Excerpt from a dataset
+ + +
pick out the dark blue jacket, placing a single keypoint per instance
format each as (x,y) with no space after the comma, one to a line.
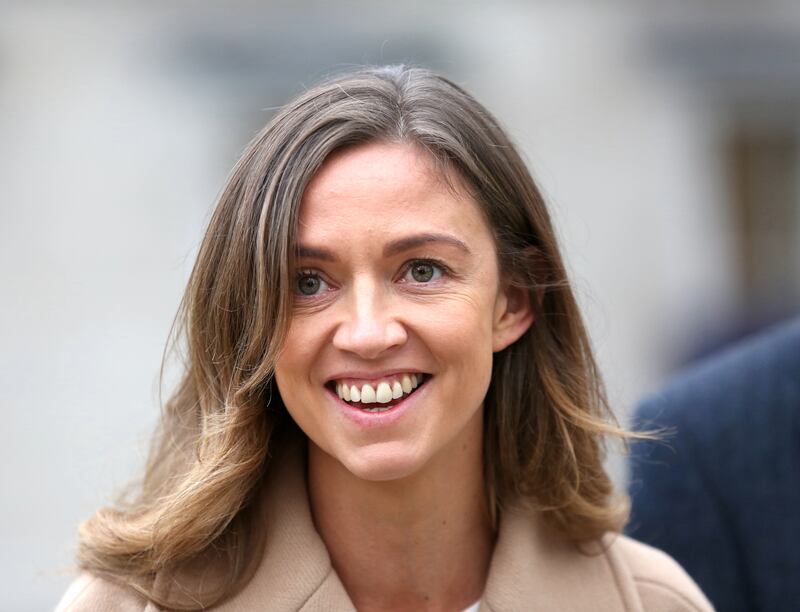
(722,495)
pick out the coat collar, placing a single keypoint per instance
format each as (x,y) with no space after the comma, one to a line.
(531,567)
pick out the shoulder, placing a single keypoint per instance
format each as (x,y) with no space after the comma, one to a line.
(714,395)
(662,585)
(89,593)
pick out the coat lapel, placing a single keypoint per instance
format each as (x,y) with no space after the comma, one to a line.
(295,572)
(532,568)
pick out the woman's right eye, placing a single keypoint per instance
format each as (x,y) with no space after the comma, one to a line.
(310,284)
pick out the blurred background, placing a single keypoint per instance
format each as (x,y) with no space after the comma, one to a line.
(664,138)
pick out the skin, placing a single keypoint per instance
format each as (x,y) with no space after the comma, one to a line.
(401,507)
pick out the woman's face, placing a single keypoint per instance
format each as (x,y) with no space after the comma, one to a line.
(397,284)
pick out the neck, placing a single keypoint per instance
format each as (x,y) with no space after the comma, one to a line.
(423,542)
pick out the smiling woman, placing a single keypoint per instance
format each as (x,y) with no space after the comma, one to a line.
(390,401)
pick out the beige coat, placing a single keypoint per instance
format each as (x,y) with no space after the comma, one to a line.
(531,569)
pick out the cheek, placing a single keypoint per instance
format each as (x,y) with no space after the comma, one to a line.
(296,359)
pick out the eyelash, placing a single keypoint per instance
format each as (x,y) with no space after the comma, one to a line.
(406,268)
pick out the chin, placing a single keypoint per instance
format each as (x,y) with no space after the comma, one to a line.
(382,462)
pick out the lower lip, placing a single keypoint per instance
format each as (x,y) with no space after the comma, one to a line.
(373,420)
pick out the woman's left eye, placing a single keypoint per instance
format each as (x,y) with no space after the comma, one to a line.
(310,284)
(423,272)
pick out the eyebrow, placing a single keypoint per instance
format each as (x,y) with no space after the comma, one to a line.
(393,248)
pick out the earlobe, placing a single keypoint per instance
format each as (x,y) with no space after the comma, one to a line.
(513,316)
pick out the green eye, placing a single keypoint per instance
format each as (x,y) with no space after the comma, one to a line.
(309,284)
(424,272)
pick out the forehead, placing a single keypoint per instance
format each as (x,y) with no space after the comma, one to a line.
(383,189)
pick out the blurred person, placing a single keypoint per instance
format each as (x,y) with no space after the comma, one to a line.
(723,496)
(390,400)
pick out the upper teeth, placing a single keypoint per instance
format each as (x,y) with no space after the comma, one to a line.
(381,392)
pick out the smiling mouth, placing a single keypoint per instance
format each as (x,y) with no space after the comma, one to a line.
(378,396)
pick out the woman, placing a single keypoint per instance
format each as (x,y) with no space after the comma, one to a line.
(390,401)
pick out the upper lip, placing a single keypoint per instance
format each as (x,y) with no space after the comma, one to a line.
(373,375)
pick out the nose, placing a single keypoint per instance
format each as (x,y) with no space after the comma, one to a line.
(369,327)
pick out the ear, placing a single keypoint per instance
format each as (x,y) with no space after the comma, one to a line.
(513,315)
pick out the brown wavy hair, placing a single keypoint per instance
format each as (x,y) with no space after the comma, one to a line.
(546,414)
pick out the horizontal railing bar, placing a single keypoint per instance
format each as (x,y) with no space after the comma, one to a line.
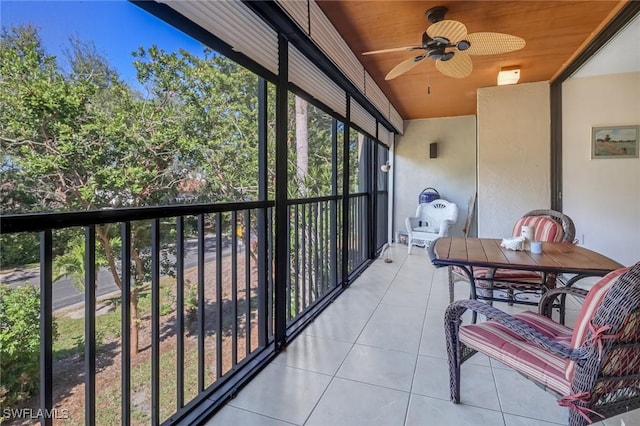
(36,222)
(295,201)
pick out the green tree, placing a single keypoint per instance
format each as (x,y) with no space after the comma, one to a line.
(84,140)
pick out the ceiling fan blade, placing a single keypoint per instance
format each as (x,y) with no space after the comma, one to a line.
(394,49)
(403,67)
(459,66)
(451,30)
(493,43)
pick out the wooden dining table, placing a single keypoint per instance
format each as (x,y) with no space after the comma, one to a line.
(556,258)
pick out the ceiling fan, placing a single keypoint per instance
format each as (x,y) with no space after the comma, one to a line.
(448,44)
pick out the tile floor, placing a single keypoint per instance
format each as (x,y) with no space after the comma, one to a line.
(377,357)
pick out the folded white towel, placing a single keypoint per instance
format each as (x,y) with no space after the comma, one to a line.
(515,243)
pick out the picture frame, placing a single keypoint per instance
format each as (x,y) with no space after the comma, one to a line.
(614,142)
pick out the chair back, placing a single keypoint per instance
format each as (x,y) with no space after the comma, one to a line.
(610,370)
(436,212)
(550,225)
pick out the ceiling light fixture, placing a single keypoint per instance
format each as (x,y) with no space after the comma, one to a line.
(508,75)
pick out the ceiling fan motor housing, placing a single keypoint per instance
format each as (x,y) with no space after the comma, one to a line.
(436,14)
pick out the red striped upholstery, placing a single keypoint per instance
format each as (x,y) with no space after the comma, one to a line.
(590,306)
(508,347)
(547,229)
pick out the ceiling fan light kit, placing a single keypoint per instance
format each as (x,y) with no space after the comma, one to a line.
(448,44)
(509,75)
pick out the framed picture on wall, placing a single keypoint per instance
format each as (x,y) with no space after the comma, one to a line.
(615,142)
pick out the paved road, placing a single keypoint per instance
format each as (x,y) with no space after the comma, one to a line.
(65,294)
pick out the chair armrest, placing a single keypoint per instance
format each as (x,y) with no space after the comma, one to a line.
(456,309)
(549,298)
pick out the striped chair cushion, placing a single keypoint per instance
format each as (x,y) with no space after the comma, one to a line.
(547,229)
(590,306)
(508,347)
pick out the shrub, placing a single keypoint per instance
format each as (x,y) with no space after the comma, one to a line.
(19,342)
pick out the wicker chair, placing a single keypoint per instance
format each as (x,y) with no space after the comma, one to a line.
(594,368)
(522,287)
(432,220)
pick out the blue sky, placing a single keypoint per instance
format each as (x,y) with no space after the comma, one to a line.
(116,27)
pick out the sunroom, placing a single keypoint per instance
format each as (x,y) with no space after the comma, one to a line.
(251,226)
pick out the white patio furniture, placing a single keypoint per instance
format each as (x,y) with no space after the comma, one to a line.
(432,220)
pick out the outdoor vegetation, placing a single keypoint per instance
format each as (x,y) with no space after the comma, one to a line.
(75,137)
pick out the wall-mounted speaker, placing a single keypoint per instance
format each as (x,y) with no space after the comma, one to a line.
(433,150)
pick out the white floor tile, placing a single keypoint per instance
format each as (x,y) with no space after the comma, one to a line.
(377,356)
(476,381)
(432,411)
(348,403)
(382,367)
(283,393)
(315,354)
(394,327)
(229,415)
(522,397)
(511,420)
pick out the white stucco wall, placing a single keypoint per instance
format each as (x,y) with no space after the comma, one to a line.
(513,155)
(602,196)
(452,173)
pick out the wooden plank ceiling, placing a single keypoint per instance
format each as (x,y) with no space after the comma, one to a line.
(554,32)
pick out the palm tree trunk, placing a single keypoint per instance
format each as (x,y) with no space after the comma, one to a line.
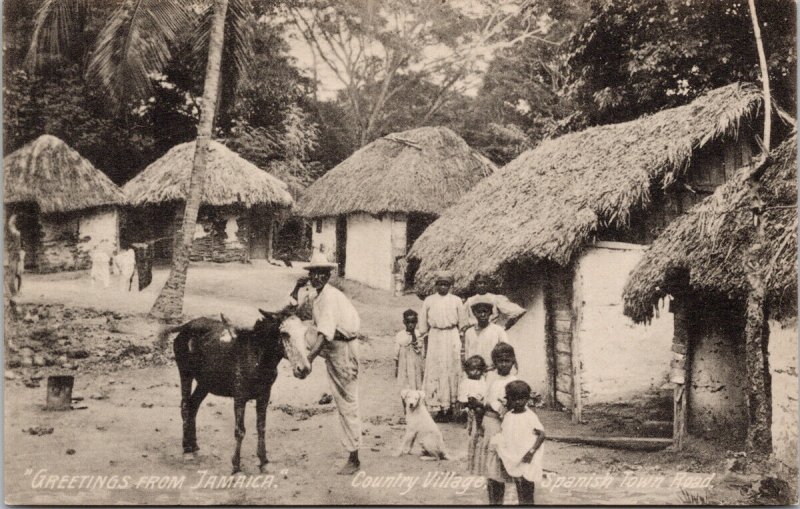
+ + +
* Short exercise *
Pull out every line of the data above that contains the word "green", copying each line in full.

* Expected answer *
pick out the green eye, placing a single keypoint per instance
pick out the green tree, placing a single keypoint per instance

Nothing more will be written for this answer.